Data for the task:
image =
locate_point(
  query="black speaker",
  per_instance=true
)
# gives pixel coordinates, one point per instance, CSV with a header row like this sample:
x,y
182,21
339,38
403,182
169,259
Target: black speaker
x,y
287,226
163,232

To do: Repeat, word for word, every line above.

Task solution:
image =
locate_point(
  query="black speaker",
  per_instance=true
)
# gives pixel coordinates, one point per instance, CSV with a header row like this sample:
x,y
182,21
339,38
403,182
169,259
Target: black speaker
x,y
287,226
163,232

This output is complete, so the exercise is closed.